## Selected passage
Cut looks like a performance tool. It commits the search, prunes alternatives, and makes predicates feel crisp and decisive. The problem is that it silently destroys intended solutions during backtracking — and Prolog's entire value proposition is relational search over multiple solutions.

Why cut seems like a good idea at first

Imagine writing max/3 — a predicate that gives the maximum of two integers. A beginner's first instinct:

% Broken: max/3 with cut loses solutions
max_broken(X, Y, X) :- X >= Y, !.
max_broken(_, Y, Y).

Query it in one direction and it seems fine:

?- max_broken(3, 2, M).
M = 3.

?- max_broken(3, 3, M).
M = 3.

But watch what happens when you try to use it relationally:

?- max_broken(X, 2, 3).
false.   % Should succeed with X = 3!

The cut after X >= Y fires before X is instantiated, arithmetic blows up or the clause ordering kills the second solution. The predicate only works ground-first.

## Data supplied

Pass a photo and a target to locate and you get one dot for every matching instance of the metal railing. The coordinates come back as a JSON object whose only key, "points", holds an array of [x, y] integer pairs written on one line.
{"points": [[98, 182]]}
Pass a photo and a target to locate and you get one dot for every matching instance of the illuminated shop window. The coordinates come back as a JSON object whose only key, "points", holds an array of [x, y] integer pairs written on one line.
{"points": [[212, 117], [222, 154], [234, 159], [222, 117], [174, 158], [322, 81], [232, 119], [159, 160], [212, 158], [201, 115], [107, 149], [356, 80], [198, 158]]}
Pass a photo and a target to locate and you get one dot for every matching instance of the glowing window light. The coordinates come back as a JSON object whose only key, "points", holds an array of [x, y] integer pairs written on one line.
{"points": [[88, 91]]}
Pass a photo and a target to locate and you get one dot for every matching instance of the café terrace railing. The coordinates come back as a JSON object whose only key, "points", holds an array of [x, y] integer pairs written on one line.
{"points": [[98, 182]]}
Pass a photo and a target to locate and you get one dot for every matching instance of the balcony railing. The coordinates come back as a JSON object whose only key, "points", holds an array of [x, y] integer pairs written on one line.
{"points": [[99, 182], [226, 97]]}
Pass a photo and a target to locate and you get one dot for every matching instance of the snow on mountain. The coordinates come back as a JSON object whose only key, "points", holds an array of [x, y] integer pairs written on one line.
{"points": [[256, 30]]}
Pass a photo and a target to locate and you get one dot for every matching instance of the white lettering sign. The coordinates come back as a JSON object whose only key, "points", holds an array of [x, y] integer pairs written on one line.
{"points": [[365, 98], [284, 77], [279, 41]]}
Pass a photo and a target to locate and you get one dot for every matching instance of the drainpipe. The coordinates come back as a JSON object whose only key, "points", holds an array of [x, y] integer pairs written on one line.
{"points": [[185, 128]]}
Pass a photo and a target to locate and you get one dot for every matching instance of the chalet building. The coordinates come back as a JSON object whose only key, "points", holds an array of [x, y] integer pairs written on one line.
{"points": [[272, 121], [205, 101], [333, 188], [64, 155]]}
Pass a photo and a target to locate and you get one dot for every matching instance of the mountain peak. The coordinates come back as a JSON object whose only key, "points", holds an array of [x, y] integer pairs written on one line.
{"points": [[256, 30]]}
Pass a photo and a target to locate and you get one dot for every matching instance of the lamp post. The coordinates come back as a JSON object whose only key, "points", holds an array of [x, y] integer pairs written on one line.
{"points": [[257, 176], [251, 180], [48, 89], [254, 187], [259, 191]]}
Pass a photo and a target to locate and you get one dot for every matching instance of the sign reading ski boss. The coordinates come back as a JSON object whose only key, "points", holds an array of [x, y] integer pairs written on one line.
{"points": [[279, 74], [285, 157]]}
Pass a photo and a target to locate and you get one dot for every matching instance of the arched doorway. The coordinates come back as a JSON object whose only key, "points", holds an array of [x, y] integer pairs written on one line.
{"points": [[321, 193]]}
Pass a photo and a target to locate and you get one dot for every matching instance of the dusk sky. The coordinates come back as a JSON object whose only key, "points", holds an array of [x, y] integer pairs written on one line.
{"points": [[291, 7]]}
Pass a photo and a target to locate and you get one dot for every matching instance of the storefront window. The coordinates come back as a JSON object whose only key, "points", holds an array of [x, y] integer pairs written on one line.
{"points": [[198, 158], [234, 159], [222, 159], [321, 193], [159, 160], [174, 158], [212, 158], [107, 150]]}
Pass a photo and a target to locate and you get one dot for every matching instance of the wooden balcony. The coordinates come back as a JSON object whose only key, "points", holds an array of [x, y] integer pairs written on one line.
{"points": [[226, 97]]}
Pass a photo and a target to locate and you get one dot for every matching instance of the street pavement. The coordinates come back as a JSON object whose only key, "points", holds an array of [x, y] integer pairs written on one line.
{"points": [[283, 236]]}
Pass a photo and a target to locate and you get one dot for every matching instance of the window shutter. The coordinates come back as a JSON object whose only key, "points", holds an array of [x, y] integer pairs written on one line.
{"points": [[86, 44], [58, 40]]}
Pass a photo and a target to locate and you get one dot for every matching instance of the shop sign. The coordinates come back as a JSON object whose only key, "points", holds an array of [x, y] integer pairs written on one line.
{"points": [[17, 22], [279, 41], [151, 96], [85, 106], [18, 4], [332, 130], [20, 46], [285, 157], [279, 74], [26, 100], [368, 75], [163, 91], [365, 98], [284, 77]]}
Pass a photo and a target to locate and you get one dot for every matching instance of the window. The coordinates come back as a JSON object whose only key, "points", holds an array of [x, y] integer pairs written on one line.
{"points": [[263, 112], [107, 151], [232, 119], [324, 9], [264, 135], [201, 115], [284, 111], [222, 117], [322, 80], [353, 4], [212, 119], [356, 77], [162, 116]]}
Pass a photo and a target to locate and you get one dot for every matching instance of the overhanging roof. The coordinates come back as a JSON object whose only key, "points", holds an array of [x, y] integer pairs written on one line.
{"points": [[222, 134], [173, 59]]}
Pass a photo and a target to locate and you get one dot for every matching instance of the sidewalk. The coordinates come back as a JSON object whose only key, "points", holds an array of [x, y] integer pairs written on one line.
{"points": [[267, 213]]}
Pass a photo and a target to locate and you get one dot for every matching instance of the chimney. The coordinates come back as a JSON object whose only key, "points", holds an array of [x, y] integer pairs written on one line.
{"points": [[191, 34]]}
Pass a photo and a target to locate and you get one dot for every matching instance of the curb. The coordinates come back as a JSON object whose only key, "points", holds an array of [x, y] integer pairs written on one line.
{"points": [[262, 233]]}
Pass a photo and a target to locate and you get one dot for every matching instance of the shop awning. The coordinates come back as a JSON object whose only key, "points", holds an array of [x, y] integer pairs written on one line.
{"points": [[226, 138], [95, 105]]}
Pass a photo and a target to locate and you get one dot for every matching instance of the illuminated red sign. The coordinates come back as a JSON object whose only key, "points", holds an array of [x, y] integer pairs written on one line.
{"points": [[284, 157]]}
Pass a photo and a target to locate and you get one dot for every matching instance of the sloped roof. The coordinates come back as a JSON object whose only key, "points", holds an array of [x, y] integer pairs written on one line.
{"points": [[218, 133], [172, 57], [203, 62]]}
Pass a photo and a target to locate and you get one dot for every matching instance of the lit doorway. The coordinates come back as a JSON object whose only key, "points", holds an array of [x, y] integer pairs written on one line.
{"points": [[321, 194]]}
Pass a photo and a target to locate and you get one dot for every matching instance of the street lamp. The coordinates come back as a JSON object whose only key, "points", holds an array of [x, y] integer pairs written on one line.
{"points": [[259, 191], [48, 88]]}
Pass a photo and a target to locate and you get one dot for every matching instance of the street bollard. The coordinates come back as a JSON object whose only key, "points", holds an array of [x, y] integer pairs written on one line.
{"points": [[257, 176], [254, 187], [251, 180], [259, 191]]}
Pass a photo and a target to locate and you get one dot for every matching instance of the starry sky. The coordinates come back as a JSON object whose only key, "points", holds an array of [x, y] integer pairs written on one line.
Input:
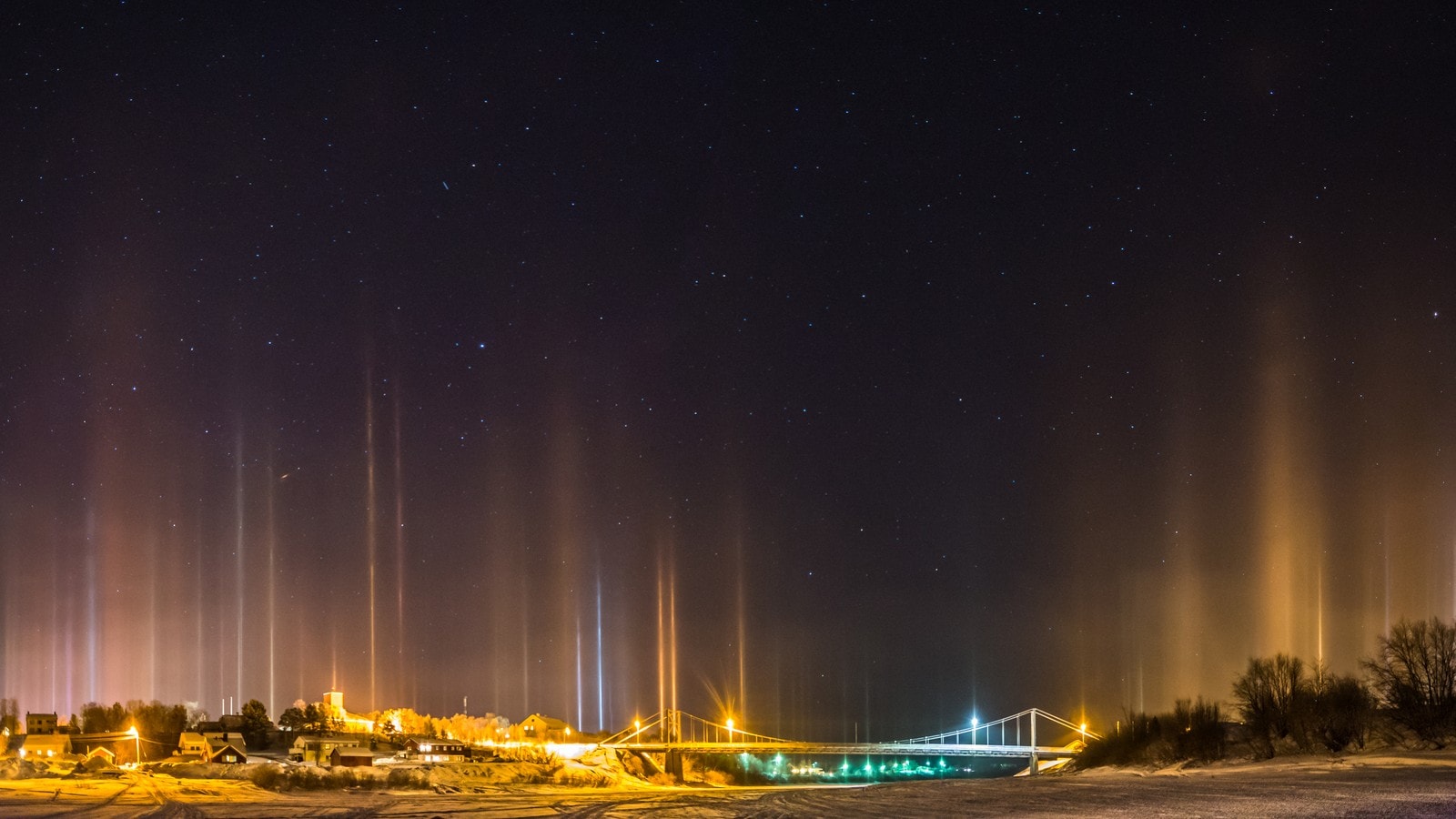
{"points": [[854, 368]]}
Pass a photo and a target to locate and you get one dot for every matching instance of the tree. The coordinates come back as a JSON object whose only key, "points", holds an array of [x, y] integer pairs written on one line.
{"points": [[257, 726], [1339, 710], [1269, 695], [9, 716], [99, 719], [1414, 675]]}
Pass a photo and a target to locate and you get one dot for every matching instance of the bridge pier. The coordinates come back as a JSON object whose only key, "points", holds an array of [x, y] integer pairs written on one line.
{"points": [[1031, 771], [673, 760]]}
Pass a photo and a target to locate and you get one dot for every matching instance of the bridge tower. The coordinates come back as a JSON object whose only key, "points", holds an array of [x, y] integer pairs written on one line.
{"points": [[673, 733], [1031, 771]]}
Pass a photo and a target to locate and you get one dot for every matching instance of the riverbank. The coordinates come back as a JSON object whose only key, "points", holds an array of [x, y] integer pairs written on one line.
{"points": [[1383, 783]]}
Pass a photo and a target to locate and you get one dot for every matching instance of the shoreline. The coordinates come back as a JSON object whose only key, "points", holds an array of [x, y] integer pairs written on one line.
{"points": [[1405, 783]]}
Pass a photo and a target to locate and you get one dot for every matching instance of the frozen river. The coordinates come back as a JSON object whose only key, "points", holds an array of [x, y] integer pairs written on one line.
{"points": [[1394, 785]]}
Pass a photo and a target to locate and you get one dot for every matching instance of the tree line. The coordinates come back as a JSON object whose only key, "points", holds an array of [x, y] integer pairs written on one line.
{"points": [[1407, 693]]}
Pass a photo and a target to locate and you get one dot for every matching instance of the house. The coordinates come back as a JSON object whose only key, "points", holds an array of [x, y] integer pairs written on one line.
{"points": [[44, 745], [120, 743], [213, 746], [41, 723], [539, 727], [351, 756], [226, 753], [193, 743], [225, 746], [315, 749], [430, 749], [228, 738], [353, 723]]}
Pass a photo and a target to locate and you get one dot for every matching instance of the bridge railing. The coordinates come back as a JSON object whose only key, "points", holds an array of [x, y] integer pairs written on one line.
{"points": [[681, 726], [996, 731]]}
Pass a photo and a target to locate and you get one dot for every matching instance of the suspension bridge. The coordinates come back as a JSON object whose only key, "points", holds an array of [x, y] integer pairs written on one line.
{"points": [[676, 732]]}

==

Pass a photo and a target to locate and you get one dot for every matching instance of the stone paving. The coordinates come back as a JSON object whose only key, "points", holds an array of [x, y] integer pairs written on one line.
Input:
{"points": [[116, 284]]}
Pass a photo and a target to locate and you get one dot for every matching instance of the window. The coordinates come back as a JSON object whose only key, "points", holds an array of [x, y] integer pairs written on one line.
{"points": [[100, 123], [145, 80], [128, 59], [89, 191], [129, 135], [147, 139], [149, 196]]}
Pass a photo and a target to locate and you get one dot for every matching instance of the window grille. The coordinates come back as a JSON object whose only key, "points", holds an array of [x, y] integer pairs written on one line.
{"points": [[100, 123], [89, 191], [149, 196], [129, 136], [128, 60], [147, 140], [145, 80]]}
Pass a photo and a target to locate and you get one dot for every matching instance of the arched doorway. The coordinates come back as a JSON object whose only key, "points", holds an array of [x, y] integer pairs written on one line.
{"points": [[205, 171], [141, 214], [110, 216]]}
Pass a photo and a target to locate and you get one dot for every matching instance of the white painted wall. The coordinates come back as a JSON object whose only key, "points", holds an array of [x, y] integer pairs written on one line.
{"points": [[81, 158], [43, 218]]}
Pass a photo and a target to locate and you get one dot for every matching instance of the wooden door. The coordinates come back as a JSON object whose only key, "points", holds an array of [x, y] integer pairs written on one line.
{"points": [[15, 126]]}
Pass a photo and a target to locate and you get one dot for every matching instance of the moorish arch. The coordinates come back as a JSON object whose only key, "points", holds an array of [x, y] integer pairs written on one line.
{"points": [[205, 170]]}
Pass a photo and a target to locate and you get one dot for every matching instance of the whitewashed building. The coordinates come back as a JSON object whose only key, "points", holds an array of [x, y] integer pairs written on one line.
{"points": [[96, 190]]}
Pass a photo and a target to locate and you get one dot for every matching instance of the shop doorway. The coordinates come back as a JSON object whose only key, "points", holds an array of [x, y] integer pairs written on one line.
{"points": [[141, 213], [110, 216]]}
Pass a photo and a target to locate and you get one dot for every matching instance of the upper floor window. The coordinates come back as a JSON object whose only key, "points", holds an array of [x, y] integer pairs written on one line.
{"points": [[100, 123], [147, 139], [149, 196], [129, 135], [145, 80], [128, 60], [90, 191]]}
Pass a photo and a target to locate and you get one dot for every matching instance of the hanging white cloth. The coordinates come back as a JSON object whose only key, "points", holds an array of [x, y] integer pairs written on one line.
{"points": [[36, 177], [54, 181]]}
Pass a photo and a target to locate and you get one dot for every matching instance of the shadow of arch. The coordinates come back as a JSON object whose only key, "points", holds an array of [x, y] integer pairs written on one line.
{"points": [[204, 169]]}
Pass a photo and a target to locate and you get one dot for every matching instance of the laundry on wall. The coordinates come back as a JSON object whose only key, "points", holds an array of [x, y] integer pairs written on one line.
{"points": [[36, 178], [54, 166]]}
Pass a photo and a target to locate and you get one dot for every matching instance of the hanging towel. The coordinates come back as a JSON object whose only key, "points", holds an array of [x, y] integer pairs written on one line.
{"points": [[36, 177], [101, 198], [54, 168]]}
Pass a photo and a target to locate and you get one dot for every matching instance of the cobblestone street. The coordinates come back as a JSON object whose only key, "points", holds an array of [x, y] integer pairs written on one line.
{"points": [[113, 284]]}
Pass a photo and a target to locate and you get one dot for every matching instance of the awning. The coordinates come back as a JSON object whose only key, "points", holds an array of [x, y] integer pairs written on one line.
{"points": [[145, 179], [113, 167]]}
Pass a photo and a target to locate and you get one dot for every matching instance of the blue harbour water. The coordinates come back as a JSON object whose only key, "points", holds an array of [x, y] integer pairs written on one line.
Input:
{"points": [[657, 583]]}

## Your objective
Pick up the piece on Prolog's cut after its final sentence and keep writing it.

## Answer to this problem
How !/0 silently destroys intended solutions

Monotonicity in plain English: if a goal succeeds for some input, adding more constraints should never make it fail for that same input. Cut breaks this because it depends on clause ordering — a procedural concept, not a logical one. Rename your clauses, swap their order, and the program changes meaning. That is a red flag in a declarative language.

The declarative alternative: dif/2 and if_/3

if_/3 from library(reif) (available in SWI-Prolog via pack_install(reif)) expresses conditional logic without destroying solutions. The signature is if_(Cond, Then, Else) where Cond is a reifiable goal — one that can be true, false, or deferred when variables are unbound.

% Correct: max/3 using CLP(FD) — works in all modes
:- use_module(library(clpfd)).

max_clp(X, Y, M) :-
    M #= max(X, Y).

?- max_clp(3, 2, M).
M = 3.

?- max_clp(X, 2, 3).
X = 3.

?- max_clp(X, Y, 3), X in 1..5, Y in 1..5, label([X,Y]).
X = 1, Y = 3 ;
X = 2, Y = 3 ;
% ... all valid pairs

If you need if_/3 for non-arithmetic conditionals, load it and use =(X,Y,T) as the reifiable equality:

:- use_module(library(reif)).

classify(X, Class) :-
    if_(X = 0, Class = zero, Class = nonzero).

This works whether X is ground or not — it will suspend and resume correctly.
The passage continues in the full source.